Challenge a: Pull out every line of the entries that contains the string "yellow", matching case exactly.

Document:
========

In [None]:
# modified version from https://www.tensorflow.org/tutorials/text/nmt_with_attention

In [None]:
!mkdir data
https://raw.githubusercontent.com/ARBML/tkseem/master/tasks/translation/data/ar_data.txt -O data/ar_data.txt
https://raw.githubusercontent.com/ARBML/tkseem/master/tasks/translation/data/en_data.txt -O data/en_data.txt 

In [None]:
!pip install tkseem
!pip install tnkeeh

In [1]:
import re
import nltk
import time
import numpy as np
import tkseem as tk
import tnkeeh as tn
import tensorflow as tf
import matplotlib.ticker as ticker
import matplotlib.pyplot as plt

### Data Preprocessing

In [2]:
tn.clean_data('data/ar_data.txt','data/ar_clean_data.txt', remove_diacritics=True)
tn.clean_data('data/en_data.txt','data/en_clean_data.txt')

tn.split_parallel_data('data/ar_clean_data.txt', 'data/en_clean_data.txt', split_ratio=0.95)
train_inp_text, train_tar_text, test_inp_text, test_tar_text = tn.read_data(mode = 2)

Remove diacritics
Remove Tatweel
Saving to data/ar_clean_data.txt
Remove Tatweel
Saving to data/en_clean_data.txt
Split data
Save to data
Read data  ['ar_clean_data.txt', 'ar_data.txt', 'en_clean_data.txt', 'en_data.txt', 'test_inp_data.txt', 'test_tar_data.txt', 'train_inp_data.txt', 'train_tar_data.txt']


### Tokenization

In [None]:
ar_tokenizer = tk.SentencePieceTokenizer(special_tokens=['<s>', '</s>'])
ar_tokenizer.train('data/train_inp_data.txt')

en_tokenizer = tk.SentencePieceTokenizer(special_tokens=['<s>', '</s>'])
en_tokenizer.train('data/train_tar_data.txt')

train_inp_data = ar_tokenizer.encode_sentences(train_inp_text, boundries = ('<s>', '</s>'))
train_tar_data = en_tokenizer.encode_sentences(train_tar_text, boundries = ('<s>', '</s>'))

### Create Dataset

In [None]:
BATCH_SIZE = 64
BUFFER_SIZE = len(train_inp_data)

dataset = tf.data.Dataset.from_tensor_slices((train_inp_data, train_tar_data)).shuffle(BUFFER_SIZE)
dataset = dataset.batch(BATCH_SIZE, drop_remainder=True)

========

Challenge b: Retype the notebook above from "en_tokenizer.train('data/train_tar_data.txt')" to "BUFFER_SIZE = len(train_inp_data)", keeping every character unchanged.

Records for the exercise:
========

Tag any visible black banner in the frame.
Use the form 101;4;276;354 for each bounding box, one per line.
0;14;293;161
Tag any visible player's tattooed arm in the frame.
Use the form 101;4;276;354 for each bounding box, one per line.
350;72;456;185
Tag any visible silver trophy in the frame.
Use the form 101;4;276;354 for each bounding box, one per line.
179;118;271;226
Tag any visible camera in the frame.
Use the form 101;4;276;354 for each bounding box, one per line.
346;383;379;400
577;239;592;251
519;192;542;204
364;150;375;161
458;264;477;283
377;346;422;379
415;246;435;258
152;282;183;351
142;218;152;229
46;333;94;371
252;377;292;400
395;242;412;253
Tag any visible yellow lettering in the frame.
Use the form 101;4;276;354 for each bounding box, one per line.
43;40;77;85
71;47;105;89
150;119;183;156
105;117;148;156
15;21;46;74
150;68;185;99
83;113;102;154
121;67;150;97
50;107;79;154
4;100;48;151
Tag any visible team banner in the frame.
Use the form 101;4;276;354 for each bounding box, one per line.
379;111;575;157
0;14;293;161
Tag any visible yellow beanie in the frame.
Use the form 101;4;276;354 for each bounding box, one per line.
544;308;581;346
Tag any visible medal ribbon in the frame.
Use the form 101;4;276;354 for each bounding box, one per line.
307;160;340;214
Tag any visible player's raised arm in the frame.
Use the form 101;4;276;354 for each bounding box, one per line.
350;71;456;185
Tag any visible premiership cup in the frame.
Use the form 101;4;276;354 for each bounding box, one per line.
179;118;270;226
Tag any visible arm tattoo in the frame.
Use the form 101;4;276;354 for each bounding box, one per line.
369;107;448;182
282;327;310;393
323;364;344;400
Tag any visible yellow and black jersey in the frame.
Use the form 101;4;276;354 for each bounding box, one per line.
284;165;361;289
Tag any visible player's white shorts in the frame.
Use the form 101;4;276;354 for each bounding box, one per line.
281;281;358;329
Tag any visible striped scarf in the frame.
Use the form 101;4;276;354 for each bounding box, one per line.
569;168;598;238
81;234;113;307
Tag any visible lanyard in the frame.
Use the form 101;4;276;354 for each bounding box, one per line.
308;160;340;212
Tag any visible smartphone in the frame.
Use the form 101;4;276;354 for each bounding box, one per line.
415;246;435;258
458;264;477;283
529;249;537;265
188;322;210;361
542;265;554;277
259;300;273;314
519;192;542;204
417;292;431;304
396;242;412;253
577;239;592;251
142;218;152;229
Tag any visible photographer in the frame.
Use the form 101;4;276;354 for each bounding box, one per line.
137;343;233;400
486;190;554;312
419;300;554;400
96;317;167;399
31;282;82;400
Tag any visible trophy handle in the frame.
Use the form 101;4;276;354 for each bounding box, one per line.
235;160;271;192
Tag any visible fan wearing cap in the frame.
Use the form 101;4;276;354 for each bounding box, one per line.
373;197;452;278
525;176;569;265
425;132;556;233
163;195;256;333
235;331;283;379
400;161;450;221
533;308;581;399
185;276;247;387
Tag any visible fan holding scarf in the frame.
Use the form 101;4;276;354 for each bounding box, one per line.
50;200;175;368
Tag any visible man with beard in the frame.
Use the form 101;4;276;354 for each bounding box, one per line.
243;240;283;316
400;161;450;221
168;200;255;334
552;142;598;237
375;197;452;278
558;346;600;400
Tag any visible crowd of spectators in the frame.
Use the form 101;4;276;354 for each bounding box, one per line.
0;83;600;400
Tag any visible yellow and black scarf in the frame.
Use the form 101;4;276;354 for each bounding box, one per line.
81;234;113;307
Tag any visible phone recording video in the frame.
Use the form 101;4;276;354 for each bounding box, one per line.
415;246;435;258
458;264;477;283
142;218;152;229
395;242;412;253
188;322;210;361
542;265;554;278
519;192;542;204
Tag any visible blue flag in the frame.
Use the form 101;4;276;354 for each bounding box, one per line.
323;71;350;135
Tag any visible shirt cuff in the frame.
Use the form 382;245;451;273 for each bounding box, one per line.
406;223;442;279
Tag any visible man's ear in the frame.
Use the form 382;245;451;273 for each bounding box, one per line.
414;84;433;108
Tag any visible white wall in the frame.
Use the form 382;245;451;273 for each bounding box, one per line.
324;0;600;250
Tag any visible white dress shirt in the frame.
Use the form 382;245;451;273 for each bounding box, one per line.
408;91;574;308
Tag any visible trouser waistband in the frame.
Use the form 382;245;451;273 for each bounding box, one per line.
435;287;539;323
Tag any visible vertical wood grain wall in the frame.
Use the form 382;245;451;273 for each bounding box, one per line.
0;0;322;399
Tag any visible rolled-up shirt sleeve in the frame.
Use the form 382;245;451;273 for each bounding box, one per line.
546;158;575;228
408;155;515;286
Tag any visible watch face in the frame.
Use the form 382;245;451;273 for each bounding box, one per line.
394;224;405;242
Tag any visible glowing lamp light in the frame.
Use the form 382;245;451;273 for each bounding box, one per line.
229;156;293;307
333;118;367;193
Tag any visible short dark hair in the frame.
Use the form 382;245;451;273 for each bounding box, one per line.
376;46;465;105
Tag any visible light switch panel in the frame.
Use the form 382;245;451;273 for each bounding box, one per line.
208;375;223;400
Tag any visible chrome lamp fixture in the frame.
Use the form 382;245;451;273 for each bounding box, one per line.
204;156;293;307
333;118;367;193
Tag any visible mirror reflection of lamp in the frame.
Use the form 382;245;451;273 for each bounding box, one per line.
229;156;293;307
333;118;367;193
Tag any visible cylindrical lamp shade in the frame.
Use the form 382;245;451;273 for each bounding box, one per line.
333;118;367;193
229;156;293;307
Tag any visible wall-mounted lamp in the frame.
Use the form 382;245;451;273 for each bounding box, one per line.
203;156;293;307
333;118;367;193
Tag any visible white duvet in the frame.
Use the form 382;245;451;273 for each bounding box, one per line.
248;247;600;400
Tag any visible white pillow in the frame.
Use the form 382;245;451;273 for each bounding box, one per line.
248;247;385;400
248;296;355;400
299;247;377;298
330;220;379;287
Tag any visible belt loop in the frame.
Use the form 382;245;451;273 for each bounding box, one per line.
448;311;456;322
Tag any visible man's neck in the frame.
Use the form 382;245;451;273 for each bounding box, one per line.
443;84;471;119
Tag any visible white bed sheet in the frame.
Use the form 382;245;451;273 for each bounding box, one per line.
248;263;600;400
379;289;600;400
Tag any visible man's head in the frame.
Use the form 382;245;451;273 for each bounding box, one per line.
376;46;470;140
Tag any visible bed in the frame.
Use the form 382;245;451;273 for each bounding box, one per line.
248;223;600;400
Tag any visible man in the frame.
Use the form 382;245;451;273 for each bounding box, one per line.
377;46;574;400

========

Exercise response a:
Tag any visible yellow lettering in the frame.
Tag any visible yellow beanie in the frame.
Tag any visible yellow and black jersey in the frame.
Tag any visible yellow and black scarf in the frame.

Exercise response b:
en_tokenizer.train('data/train_tar_data.txt')

train_inp_data = ar_tokenizer.encode_sentences(train_inp_text, boundries = ('<s>', '</s>'))
train_tar_data = en_tokenizer.encode_sentences(train_tar_text, boundries = ('<s>', '</s>'))

### Create Dataset

In [None]:
BATCH_SIZE = 64
BUFFER_SIZE = len(train_inp_data)